What to do:
Exactly as given, write out the lines from the one containing "Indicate the valley" through the end of the listing, with both ends included and nothing else.

Input records:
## Begin
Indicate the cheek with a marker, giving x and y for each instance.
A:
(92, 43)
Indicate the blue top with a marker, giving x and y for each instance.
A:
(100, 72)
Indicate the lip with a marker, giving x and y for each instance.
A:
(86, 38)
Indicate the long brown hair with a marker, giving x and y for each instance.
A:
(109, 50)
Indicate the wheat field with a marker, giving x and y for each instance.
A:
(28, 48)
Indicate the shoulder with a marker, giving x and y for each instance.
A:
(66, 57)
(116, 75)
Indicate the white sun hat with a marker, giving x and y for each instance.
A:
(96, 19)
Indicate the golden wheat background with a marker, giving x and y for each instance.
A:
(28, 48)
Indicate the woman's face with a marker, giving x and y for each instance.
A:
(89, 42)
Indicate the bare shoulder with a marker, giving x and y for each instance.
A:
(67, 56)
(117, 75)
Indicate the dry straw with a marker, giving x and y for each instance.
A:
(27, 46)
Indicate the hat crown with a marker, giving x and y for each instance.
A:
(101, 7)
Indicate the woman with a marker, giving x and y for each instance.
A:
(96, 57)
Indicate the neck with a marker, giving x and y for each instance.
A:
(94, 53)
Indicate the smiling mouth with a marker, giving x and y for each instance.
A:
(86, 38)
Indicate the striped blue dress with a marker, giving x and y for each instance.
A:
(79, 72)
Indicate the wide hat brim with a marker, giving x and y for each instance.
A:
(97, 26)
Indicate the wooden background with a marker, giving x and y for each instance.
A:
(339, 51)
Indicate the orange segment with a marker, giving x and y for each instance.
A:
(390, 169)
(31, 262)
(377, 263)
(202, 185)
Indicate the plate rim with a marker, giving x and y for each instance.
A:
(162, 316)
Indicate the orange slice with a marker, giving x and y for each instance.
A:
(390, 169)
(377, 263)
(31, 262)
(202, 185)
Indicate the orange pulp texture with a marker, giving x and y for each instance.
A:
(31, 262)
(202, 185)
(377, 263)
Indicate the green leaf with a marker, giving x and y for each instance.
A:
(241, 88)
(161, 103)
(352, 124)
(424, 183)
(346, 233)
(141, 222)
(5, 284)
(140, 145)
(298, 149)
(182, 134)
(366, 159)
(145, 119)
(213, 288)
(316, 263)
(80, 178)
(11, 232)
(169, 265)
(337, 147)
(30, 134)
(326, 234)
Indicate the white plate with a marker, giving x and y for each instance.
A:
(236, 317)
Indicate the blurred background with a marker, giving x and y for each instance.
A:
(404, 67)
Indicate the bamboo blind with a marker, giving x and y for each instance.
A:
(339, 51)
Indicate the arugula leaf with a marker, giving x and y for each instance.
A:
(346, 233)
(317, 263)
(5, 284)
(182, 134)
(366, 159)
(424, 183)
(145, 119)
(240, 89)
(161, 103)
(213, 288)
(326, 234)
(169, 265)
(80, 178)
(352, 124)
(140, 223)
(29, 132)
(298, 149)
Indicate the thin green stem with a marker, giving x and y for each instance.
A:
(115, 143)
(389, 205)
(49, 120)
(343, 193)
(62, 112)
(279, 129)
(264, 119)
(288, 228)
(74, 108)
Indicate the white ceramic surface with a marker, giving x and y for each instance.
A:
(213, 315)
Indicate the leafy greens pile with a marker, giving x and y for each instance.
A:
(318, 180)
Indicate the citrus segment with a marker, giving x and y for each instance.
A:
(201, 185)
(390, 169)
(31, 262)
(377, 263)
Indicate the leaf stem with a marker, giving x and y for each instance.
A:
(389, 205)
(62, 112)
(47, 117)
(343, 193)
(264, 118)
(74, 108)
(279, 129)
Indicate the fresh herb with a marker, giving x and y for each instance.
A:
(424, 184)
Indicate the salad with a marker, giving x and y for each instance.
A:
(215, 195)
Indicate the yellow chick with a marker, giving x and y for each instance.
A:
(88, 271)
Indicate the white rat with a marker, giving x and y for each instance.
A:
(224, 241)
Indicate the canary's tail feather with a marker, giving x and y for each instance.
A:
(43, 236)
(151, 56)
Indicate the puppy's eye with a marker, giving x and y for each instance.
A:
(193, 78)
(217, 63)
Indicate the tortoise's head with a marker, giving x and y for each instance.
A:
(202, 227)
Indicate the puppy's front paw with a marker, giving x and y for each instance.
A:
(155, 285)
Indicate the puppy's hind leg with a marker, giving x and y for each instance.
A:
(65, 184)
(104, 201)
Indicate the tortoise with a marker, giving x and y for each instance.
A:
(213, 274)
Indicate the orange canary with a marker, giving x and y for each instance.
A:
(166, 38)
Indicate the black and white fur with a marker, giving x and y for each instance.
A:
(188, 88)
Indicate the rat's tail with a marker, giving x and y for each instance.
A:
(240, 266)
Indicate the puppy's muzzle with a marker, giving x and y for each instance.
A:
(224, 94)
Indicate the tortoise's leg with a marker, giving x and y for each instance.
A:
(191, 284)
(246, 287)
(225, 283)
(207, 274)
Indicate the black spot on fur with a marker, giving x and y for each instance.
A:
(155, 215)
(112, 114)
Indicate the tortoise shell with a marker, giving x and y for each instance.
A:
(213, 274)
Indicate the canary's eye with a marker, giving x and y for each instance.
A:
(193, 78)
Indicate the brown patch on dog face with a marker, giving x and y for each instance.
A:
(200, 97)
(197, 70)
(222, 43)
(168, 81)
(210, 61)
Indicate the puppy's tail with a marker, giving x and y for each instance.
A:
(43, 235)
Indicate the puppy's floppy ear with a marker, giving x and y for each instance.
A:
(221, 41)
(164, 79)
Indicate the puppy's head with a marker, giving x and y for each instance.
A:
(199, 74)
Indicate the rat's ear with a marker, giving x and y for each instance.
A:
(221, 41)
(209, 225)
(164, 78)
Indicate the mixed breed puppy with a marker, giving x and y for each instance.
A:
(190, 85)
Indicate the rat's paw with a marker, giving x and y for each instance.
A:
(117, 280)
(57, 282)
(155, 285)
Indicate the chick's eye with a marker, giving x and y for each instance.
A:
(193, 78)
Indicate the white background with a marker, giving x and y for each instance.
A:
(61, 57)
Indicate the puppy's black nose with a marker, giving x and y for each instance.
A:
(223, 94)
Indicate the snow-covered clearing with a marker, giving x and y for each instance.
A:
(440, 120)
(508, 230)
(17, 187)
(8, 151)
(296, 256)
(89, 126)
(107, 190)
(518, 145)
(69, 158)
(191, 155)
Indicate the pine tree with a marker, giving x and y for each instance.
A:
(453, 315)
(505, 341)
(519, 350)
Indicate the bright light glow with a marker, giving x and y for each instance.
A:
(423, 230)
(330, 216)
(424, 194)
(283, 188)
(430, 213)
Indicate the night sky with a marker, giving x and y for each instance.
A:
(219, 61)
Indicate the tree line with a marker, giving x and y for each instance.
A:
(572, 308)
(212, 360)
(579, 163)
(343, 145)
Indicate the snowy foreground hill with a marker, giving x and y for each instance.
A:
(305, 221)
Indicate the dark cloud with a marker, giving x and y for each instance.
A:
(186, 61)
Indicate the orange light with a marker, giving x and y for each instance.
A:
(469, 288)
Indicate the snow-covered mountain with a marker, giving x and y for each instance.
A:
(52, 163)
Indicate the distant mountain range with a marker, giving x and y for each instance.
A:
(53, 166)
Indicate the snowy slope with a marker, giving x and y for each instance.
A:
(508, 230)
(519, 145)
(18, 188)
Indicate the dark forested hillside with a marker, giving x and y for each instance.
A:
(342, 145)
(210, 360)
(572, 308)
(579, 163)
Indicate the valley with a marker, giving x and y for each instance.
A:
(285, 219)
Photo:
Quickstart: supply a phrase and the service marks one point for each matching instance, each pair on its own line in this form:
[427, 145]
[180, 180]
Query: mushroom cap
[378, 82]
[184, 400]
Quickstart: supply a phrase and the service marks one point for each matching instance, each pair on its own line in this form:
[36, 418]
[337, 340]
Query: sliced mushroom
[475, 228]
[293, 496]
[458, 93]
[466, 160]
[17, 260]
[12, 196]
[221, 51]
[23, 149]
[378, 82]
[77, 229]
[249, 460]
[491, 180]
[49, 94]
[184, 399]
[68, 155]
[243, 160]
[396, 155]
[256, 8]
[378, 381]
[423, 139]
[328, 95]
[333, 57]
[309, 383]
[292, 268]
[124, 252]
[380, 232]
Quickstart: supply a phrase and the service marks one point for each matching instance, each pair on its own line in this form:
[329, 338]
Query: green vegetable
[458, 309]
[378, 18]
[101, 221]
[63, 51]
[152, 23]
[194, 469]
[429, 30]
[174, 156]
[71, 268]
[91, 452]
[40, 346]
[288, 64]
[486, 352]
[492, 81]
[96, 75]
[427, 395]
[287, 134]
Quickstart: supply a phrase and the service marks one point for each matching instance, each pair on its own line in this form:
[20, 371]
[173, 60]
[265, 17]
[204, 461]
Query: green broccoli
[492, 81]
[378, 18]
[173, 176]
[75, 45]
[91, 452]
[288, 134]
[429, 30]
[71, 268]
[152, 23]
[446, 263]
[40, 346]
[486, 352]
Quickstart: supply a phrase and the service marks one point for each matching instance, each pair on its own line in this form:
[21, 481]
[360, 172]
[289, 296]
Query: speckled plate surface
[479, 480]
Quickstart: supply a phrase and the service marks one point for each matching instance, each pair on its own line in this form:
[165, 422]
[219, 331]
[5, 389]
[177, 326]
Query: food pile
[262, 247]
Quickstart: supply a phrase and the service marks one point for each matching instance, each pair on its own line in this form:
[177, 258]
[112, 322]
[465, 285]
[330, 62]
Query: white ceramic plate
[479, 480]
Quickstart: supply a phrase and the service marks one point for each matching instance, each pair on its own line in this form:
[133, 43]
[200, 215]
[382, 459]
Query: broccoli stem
## End
Answer to the task:
Indicate the valley with a marker, giving x and y for each instance.
A:
(285, 219)
Photo:
Quickstart: supply a phrase and the service marks one point for each matching instance, each pair on its own line in this form:
[427, 145]
[180, 180]
Query: mushroom cap
[378, 82]
[184, 400]
Quickstart: supply a phrase and the service marks one point for each matching instance, each pair on its own line in this form:
[36, 418]
[337, 340]
Query: sliced mushroom
[475, 228]
[293, 496]
[458, 93]
[466, 160]
[17, 260]
[12, 196]
[221, 51]
[23, 149]
[378, 82]
[77, 229]
[249, 460]
[491, 180]
[49, 94]
[184, 399]
[68, 155]
[243, 160]
[396, 155]
[256, 8]
[378, 381]
[423, 139]
[328, 95]
[333, 57]
[309, 383]
[292, 268]
[124, 252]
[380, 232]
Quickstart: supply a phrase and the service marks one point for each matching instance, each pair on its own line in this form:
[329, 338]
Query: green vegetable
[458, 309]
[378, 18]
[101, 221]
[63, 51]
[152, 23]
[194, 469]
[429, 30]
[174, 156]
[71, 268]
[91, 452]
[40, 346]
[288, 64]
[486, 352]
[492, 81]
[96, 75]
[427, 395]
[287, 134]
Quickstart: supply a phrase and the service marks one point for each matching instance, each pair on its own line in this form:
[20, 371]
[173, 60]
[265, 17]
[204, 461]
Query: green broccoli
[492, 81]
[378, 18]
[173, 176]
[75, 45]
[91, 452]
[288, 134]
[429, 30]
[71, 268]
[152, 23]
[446, 263]
[40, 346]
[486, 352]
Quickstart: supply a phrase and the service marks one point for each matching instance, each pair on its own line in this form:
[21, 481]
[360, 172]
[289, 296]
Query: speckled plate surface
[479, 480]
Quickstart: supply a phrase and the service marks one point for each matching instance, each pair on its own line in this form:
[165, 422]
[219, 331]
[5, 389]
[177, 326]
Query: food pile
[262, 247]
Quickstart: supply a phrase and the service marks one point for each matching instance, each pair on its own line in this form:
[177, 258]
[112, 322]
[465, 285]
[330, 62]
Query: white ceramic plate
[479, 480]
Quickstart: supply a phrase and the service marks one point for each matching instance, each pair on its own line in this form:
[133, 43]
[200, 215]
[382, 459]
Query: broccoli stem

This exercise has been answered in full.